Extracted records:
========================================================================

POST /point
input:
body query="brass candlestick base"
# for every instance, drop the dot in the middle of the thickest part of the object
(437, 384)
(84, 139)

========================================================================

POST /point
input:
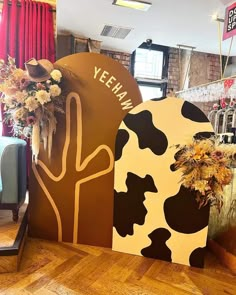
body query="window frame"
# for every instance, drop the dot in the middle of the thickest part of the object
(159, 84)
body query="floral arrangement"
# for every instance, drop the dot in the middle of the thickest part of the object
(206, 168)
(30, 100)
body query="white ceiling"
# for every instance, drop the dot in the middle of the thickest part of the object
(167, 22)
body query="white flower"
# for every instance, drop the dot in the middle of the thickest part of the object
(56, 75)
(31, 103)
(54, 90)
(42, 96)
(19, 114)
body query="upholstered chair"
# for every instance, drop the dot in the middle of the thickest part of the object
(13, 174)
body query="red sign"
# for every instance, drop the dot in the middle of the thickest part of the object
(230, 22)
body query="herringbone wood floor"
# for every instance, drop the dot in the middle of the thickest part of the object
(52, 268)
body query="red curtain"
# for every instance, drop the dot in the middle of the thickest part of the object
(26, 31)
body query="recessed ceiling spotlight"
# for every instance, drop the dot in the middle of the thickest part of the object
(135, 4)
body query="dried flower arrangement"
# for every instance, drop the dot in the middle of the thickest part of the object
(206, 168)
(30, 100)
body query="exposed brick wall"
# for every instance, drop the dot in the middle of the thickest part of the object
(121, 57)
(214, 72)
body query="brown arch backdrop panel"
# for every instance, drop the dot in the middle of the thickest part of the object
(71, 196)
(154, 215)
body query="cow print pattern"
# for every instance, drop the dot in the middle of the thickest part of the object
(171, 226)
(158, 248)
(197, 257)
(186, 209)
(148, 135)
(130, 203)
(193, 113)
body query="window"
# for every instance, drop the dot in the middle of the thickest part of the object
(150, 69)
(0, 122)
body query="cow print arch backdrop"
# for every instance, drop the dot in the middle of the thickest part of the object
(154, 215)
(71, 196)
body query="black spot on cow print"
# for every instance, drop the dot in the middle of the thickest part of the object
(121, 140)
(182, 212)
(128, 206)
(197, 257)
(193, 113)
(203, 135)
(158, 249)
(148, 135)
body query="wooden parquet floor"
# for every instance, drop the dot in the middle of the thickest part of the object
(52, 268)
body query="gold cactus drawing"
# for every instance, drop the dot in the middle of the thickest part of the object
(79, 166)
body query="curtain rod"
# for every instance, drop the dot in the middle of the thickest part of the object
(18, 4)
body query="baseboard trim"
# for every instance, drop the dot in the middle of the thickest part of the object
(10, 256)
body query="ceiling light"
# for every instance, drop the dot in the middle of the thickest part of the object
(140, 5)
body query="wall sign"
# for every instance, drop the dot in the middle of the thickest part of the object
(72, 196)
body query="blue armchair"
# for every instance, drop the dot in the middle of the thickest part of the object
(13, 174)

========================================================================

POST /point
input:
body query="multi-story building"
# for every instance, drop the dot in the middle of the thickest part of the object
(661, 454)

========================================================================

Work required:
Find every line in the records above that contains the string "flower" and copy each one out. Case counts.

Right answer:
body query="white flower"
body query="dried flower arrangement"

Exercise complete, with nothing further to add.